[Stored data entries]
BEGIN
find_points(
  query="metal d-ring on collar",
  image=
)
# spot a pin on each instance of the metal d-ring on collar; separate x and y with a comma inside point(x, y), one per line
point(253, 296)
END
What to work on -> What is needed is a full, exact copy of the records.

Your solution ->
find_points(
  query="metal d-ring on collar",
  image=
)
# spot a pin on each instance of the metal d-ring on collar; separate x and y with a comma inside point(x, y), one per line
point(253, 296)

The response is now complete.